§ YOUR INSTRUCTIONS
The output should be all entries, each matching the original exactly.

[RECORDS FOR THE EXERCISE — start]

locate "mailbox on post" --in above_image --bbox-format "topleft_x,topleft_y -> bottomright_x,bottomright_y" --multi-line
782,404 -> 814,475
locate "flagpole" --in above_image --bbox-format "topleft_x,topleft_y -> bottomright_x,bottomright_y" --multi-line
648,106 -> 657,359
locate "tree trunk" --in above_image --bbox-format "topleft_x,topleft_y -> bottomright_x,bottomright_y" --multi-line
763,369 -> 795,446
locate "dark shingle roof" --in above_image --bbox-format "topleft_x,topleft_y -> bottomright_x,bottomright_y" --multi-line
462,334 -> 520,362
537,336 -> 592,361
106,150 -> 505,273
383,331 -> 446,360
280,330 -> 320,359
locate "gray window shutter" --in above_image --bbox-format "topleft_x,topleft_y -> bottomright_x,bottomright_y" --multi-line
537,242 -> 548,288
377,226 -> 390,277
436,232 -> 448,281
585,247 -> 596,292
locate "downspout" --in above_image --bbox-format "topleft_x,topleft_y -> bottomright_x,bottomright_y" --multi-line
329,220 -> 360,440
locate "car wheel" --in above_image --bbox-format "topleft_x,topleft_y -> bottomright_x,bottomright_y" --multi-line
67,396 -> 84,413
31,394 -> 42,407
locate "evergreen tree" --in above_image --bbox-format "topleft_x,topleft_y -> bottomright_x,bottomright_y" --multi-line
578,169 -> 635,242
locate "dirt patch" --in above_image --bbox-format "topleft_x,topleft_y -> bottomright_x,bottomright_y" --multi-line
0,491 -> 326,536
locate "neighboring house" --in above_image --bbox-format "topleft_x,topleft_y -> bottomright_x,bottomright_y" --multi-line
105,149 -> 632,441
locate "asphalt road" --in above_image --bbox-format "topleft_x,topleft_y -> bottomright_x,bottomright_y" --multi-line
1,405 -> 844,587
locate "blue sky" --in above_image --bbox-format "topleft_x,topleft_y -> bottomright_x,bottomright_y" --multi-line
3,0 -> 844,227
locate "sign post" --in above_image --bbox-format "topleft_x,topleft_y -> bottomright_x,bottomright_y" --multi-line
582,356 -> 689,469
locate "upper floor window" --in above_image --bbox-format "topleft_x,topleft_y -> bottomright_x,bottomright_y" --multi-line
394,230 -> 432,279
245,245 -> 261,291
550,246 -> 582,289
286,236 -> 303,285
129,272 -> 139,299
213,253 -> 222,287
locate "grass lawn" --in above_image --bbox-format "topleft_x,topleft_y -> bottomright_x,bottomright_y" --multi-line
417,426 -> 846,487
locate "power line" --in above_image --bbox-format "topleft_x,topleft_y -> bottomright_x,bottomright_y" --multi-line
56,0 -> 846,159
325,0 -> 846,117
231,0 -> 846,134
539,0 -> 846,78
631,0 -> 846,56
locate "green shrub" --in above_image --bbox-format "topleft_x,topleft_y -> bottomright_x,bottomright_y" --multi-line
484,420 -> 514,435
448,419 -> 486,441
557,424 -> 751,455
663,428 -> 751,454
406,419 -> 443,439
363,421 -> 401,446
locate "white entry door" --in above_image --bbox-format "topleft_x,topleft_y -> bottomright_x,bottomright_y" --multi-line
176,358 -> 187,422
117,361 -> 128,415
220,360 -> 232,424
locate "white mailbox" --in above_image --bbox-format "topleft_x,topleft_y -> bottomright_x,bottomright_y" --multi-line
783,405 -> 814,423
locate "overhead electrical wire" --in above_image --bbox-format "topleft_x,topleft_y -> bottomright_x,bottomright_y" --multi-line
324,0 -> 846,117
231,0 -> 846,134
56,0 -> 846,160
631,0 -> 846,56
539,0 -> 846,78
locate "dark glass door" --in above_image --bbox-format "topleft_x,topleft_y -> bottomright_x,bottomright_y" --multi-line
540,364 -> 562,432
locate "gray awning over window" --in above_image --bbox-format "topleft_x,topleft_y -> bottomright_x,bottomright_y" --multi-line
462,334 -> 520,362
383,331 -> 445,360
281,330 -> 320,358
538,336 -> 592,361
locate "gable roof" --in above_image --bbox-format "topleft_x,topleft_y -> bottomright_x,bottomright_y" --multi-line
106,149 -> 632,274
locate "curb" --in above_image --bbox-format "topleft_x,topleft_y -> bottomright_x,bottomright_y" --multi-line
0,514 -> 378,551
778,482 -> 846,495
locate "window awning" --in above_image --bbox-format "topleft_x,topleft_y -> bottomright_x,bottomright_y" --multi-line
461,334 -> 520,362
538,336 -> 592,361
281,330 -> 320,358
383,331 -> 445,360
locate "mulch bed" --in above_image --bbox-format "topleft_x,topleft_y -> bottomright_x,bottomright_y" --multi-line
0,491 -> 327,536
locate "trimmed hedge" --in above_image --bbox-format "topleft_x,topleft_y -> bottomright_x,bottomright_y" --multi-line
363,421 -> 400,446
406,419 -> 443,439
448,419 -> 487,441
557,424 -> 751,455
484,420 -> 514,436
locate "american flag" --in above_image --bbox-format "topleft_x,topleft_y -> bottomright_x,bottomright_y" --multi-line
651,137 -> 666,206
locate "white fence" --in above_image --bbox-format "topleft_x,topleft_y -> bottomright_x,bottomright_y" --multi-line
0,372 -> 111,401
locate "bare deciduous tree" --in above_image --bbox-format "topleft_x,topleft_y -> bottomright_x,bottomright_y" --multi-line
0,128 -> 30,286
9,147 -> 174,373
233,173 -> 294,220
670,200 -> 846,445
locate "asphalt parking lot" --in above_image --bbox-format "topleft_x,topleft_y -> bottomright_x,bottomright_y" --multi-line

[RECORDS FOR THE EXERCISE — finish]

§ EXERCISE ANSWER
locate "mailbox on post" --in above_image --bbox-format "topleft_x,topleft_y -> bottomright_x,bottomright_y" --multi-line
782,404 -> 814,475
locate "flagpole" --in above_image --bbox-format "topleft_x,topleft_y -> bottomright_x,bottomright_y" --multi-line
648,106 -> 657,359
locate "tree trunk" --in above_image --bbox-format "topleft_x,topleft_y -> bottomright_x,bottomright_y" --multi-line
763,369 -> 795,446
locate "dark shingle roof" --in above_image --bbox-format "topleft_x,topleft_y -> bottomright_x,bottomright_y" --multi-line
462,334 -> 520,362
537,336 -> 592,361
106,150 -> 505,273
383,331 -> 446,360
280,330 -> 320,359
locate "gray window shutter" --in above_image --bbox-format "topleft_x,topleft_y -> bottomright_x,bottomright_y" --multi-line
537,242 -> 548,288
377,226 -> 390,277
436,232 -> 448,281
585,247 -> 596,292
locate "downspout" --in above_image --bbox-format "topleft_x,topleft_y -> bottomright_x,bottomright_y" --multi-line
329,220 -> 360,440
locate "car wheel" --in above_image --bbox-format "topleft_x,topleft_y -> bottomright_x,bottomright_y" --multi-line
67,396 -> 84,413
31,394 -> 42,407
locate "evergreen tree" --in above_image --bbox-format "topleft_x,topleft_y -> bottomright_x,bottomright_y" --multi-line
578,169 -> 635,242
locate "dirt patch" --in above_image --bbox-format "topleft_x,topleft_y -> bottomright_x,bottomright_y" --multi-line
0,491 -> 326,536
locate "neighboring house" --in above_image --bbox-format "topleft_x,topleft_y -> bottomright_x,bottomright_y" --multi-line
105,149 -> 632,441
locate "asphalt road" --in above_image --bbox-format "topleft_x,topleft_y -> bottomright_x,bottomright_y" --multi-line
1,405 -> 844,587
locate "blue sky" --in above_image --bbox-format "topleft_x,topleft_y -> bottomright_x,bottomright_y" --multi-line
3,0 -> 844,227
locate "sign post" --in above_image --bbox-format "topleft_x,topleft_y -> bottomright_x,bottomright_y" --multi-line
582,356 -> 689,469
locate "upper floor window" --in above_image --bbox-format "topleft_x,topleft_y -> bottomright_x,bottomright_y" --multi-line
394,230 -> 432,279
245,245 -> 261,291
550,246 -> 582,289
286,236 -> 303,285
129,272 -> 139,299
213,253 -> 222,287
locate "grass lawn" --in above_image --bbox-format "topleft_x,topleft_y -> bottomright_x,bottomright_y" --multi-line
417,426 -> 846,487
locate "power line" --in above_image --bbox-format "topleft_x,topleft_y -> bottomright_x,bottomright_y" --multi-line
56,0 -> 846,159
325,0 -> 846,117
231,0 -> 846,134
539,0 -> 846,78
631,0 -> 846,56
locate "green shrub" --in above_image --bbox-format "topleft_x,topleft_y -> bottomright_x,bottomright_y" --multi-line
484,420 -> 514,435
448,419 -> 486,441
557,424 -> 751,455
663,428 -> 751,454
406,419 -> 443,439
363,421 -> 401,446
locate "white entry door" --in above_image --bbox-format "topleft_x,topleft_y -> bottomright_x,bottomright_y" --multi-line
176,358 -> 187,422
117,361 -> 128,415
220,360 -> 232,424
locate "white mailbox" --in above_image --bbox-format "topleft_x,topleft_y -> bottomright_x,bottomright_y" --multi-line
783,405 -> 814,423
locate "overhead electrical wire" --in above_image --bbox-format "topleft_x,topleft_y -> bottomright_x,bottomright_y" --multi-line
324,0 -> 846,117
231,0 -> 846,134
56,0 -> 846,160
631,0 -> 846,56
539,0 -> 846,78
locate "dark glass door" --in above_image --bbox-format "topleft_x,topleft_y -> bottomright_x,bottomright_y" --multi-line
540,364 -> 562,432
locate "gray awning over window" --in above_image --bbox-format "topleft_x,topleft_y -> bottomright_x,bottomright_y" --multi-line
462,334 -> 520,362
383,331 -> 445,360
281,330 -> 320,358
538,336 -> 592,361
locate "gable roof" --in above_image --bbox-format "topleft_x,topleft_y -> bottomright_x,bottomright_y" --multi-line
106,149 -> 632,274
locate "curb" --in above_image --bbox-format "topleft_x,topleft_y -> bottomright_x,bottomright_y" --multi-line
0,514 -> 378,551
778,482 -> 846,495
locate "window awning" --in above_image --bbox-format "topleft_x,topleft_y -> bottomright_x,bottomright_y" --multi-line
461,334 -> 520,362
538,336 -> 592,361
281,330 -> 320,358
383,331 -> 445,360
locate "mulch bed" --in above_image --bbox-format "topleft_x,topleft_y -> bottomright_x,bottomright_y" --multi-line
0,491 -> 327,536
locate "trimmed hedge" --in above_image --bbox-format "topleft_x,topleft_y -> bottomright_x,bottomright_y" --multi-line
363,421 -> 400,446
406,419 -> 443,439
448,419 -> 487,441
557,424 -> 751,455
484,420 -> 514,436
locate "american flag" --in above_image --bbox-format "topleft_x,topleft_y -> bottomright_x,bottomright_y" --multi-line
651,137 -> 666,206
locate "white fence" --in above_image --bbox-format "topleft_x,topleft_y -> bottomright_x,bottomright_y" --multi-line
0,372 -> 111,401
locate "bare deciduous tree" --in above_image --bbox-format "topleft_x,topleft_y -> bottomright_x,bottomright_y" --multi-line
0,128 -> 30,286
9,147 -> 174,373
233,173 -> 294,220
670,200 -> 846,445
locate "asphalt parking lot" --in above_image --bbox-format "topleft_x,topleft_y -> bottomright_x,bottomright_y" --multi-line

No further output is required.